• **GIVEN ENTRIES**:
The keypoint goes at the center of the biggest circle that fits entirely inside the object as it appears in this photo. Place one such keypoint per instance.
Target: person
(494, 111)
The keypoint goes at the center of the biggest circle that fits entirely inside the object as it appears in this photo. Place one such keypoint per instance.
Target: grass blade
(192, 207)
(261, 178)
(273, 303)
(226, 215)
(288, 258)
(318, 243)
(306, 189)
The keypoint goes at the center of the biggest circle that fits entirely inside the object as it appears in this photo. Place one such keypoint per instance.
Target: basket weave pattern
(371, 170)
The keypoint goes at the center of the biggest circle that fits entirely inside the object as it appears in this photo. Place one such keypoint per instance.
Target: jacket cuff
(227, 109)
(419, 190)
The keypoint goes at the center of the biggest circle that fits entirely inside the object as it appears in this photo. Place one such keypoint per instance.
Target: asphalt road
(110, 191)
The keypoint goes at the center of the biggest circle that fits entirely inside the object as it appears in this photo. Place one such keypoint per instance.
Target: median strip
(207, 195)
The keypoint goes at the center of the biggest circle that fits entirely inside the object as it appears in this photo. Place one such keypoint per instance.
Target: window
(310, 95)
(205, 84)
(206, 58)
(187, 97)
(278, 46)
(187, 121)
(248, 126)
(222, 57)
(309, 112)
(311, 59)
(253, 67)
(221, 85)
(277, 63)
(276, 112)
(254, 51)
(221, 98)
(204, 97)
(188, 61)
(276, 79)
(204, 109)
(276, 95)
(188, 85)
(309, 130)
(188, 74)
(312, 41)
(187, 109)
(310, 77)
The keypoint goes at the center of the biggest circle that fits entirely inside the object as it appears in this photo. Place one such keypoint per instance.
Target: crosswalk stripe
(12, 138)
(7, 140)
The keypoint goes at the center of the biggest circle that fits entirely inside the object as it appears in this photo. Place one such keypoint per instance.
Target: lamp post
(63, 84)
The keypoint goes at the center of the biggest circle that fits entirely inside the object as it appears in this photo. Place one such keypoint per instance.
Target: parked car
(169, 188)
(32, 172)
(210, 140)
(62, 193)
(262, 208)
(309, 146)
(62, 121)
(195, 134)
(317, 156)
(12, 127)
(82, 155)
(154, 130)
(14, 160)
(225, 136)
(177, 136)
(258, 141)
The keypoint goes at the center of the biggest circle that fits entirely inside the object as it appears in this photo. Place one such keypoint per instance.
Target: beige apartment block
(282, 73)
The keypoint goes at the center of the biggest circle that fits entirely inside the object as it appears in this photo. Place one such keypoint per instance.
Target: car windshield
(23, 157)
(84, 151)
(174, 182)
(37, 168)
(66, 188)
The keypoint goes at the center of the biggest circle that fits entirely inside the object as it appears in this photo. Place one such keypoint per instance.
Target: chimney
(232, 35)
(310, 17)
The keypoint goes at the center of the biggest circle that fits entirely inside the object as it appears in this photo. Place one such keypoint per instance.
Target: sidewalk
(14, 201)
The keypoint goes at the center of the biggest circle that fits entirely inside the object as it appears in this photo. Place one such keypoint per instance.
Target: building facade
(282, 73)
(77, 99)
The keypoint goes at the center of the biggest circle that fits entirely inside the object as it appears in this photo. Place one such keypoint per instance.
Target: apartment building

• **REQUIRED WORK**: Please copy the data in full, character for character.

• **ANSWER SECTION**:
The keypoint goes at the center of the biggest circle that fits entirely inside the object as it appears in this photo. Place one such keypoint per instance.
Target: person
(494, 111)
The keypoint goes at the center of the biggest circle that fits entirely inside the object as it appears in this photo. Place one such keypoint per instance.
Target: grass blade
(192, 207)
(261, 178)
(273, 303)
(226, 215)
(288, 258)
(318, 243)
(306, 189)
The keypoint goes at the center of the biggest circle that fits entirely inside the object as it appears in this photo. Place one such keypoint per instance.
Target: basket weave pattern
(371, 170)
The keypoint goes at the center of the biggest circle that fits entirely inside the object as it appears in this photo. Place one such keypoint per instance.
Target: jacket cuff
(227, 109)
(419, 190)
The keypoint goes at the center of the biggest circle that fits entirely inside the object as it appears in this photo. Place one such keypoint per instance.
Target: asphalt road
(110, 191)
The keypoint goes at the center of the biggest circle that fits entirely inside the object as it appears in this photo. Place one such keypoint per instance.
Target: median strip
(207, 195)
The keypoint goes at the center of the biggest circle that fits entirely inside the object as it appears in this photo. Place one such keypoint per instance.
Target: window
(310, 95)
(205, 84)
(206, 58)
(187, 97)
(278, 46)
(187, 121)
(248, 126)
(222, 57)
(309, 112)
(311, 59)
(253, 67)
(221, 85)
(277, 63)
(276, 112)
(254, 51)
(221, 98)
(204, 97)
(188, 61)
(276, 79)
(204, 109)
(276, 95)
(188, 85)
(309, 130)
(188, 74)
(312, 41)
(187, 109)
(310, 77)
The keypoint goes at the center of the biggest circle that fits entirely inside the object as it appears in this photo. Place one such keypoint per instance.
Target: crosswalk stripe
(12, 138)
(7, 140)
The keypoint goes at the center of the biggest circle that fits entirely inside the object as it appears in this photo. Place one such keypoint per instance.
Target: lamp post
(63, 84)
The keypoint goes at the center of the biggest circle that fits entirely inside the object as it appears in this photo. Place one such keypoint per instance.
Target: parked car
(169, 188)
(32, 172)
(210, 140)
(62, 193)
(262, 208)
(309, 146)
(62, 121)
(195, 134)
(317, 156)
(12, 127)
(82, 155)
(154, 130)
(14, 160)
(225, 136)
(177, 136)
(258, 141)
The keypoint goes at the center of the biggest circle that fits entirely inside the object as it appears in this photo. Place one such keypoint per instance.
Target: beige apartment block
(282, 73)
The keypoint goes at the center of the biggest circle that fits entirely inside the object as it appears in this photo. Place one such keypoint per instance.
Target: car windshield
(23, 157)
(84, 151)
(174, 182)
(37, 168)
(66, 188)
The keypoint goes at the center of the biggest circle that fits entirely inside the object as it appears in this photo. Place one such keypoint per instance.
Target: chimney
(232, 35)
(310, 17)
The keypoint goes at the center of the biggest circle that fits entirely inside the object as it appears in this photo. Place one such keypoint per instance.
Target: sidewalk
(14, 201)
The keypoint goes at the center of the biggest circle that fits entirely inside the object as it appears in this photo. Place one such keypoint per instance.
Target: building facade
(282, 73)
(77, 99)
The keypoint goes at the center of the biggest circle that fits entirely inside the object as it appears in this photo. Place one such keypoint per instance.
Target: apartment building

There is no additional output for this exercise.